TASKS TO COMPLETE =>
A. Answer these questions using the passage on detergent builders:
(i) Which patent is cited for layered silicates?
(ii) Which inorganic phosphate builders are given as examples?
(iii) Which polycarboxylate polymers are named among the organic builders?
B. Carry on the passage on detergent builders, picking up right after its final sentence.

Inorganic builders that may be present within the above total amount include sodium carbonate, if desired in combination with a crystallisation seed for calcium carbonate, as disclosed in GB 1 437 950 (Unilever); crystalline and amorphous aluminosilicates, for example, zeolites as disclosed in GB 1 473 201 (Henkel), or in EPO 384 070 A (Unilever), and mixed crystalline/amorphous aluminosilicates as disclosed in GB 1 470 250 (Procter & Gamble); and layered silicates as disclosed in EP 164 514B (Hoechst). Inorganic phosphate builders, for example, sodium orthophosphate, pyrophosphate and tripolyphosphate may also be present within the above total amount of builder salts.

Organic builders that may be present within the above stated amount of builder include polycarboxylate polymers such as polyacrylates, acrylic/maleic copolymers, and acrylic phosphinates; monomeric polycarboxylates such as citrates, gluconates, oxydisuccinates, glycerol mono-, di- and trisuccinates, carboxymethyloxysuccinates, carboxymethyloxymalonates, dipicolinates, hydroxyethyliminodiacetates, alkyl- and alkenylmalonates and succinates; and sulphonated fatty acid salts. This list is not intended to be exhaustive.

Items from a data source =>
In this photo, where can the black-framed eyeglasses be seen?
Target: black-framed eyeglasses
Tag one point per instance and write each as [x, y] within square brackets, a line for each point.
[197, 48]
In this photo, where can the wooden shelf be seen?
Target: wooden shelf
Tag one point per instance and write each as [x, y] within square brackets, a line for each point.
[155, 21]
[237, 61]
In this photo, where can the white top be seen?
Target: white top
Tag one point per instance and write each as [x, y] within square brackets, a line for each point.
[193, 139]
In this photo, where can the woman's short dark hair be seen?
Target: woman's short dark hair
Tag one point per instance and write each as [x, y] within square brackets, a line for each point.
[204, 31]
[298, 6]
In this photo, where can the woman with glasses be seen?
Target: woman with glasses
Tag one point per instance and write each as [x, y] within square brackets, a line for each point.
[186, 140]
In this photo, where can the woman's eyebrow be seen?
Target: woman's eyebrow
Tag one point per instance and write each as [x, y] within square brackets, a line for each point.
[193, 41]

--

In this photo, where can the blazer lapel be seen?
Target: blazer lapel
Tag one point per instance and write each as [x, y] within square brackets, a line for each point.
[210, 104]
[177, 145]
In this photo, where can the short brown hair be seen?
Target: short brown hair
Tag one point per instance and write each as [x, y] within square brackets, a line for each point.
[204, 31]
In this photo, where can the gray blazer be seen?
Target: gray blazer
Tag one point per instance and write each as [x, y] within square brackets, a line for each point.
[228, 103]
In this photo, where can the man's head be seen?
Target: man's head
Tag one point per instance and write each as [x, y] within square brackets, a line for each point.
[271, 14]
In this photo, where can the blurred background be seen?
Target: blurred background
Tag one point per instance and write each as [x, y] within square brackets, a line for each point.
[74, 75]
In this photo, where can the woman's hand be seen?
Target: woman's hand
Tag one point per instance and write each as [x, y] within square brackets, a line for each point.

ANSWER SET =>
A.
(i) EP 164 514B (Hoechst)
(ii) Sodium orthophosphate, pyrophosphate and tripolyphosphate
(iii) Polyacrylates, acrylic/maleic copolymers, and acrylic phosphinates

B.
If an organic builder, in the above mentioned amount, is present it is especially preferred if it is a citrate and/ or an acrylic polymer, more especially an acrylic/maleic copolymer.

Builders, both inorganic and organic, present in amounts within the above stated total, are preferably present in alkali metal salt, especially sodium salt, form.

Detergent Active Compounds

The liquid detergent compositions of the invention may contain detergent-active compounds (surfactants) which may be chosen from soap and non-soap anionic, cationic, nonionic, amphoteric and zwitterionic detergent-active compounds, and mixtures thereof. Many suitable detergent-active compounds are available and are fully described in the literature, for example, in "Surface-Active Agents and Detergents", Volumes I and II, by Schwartz, Perry and Berch.

The preferred detergent-active compounds that can be used are soaps and synthetic non-soap anionic and nonionic compounds.

The detergent compositions of the invention preferably contain an anionic surfactant. A preferred anionic surfactant is alkylbenzene sulphonate, particularly linear alkylbenzene sulphonate. Alkylbenzene sulphonates having an alkyl chain length of C₈ -C₁₅ are especially preferred. However, any conventional anionic surfactant may be used.

It is preferred if the level of anionic surfactant is from 5 wt % to 50 wt %, more preferably 10 wt % to 40 wt %, most preferably from 15 wt % to 35 wt %.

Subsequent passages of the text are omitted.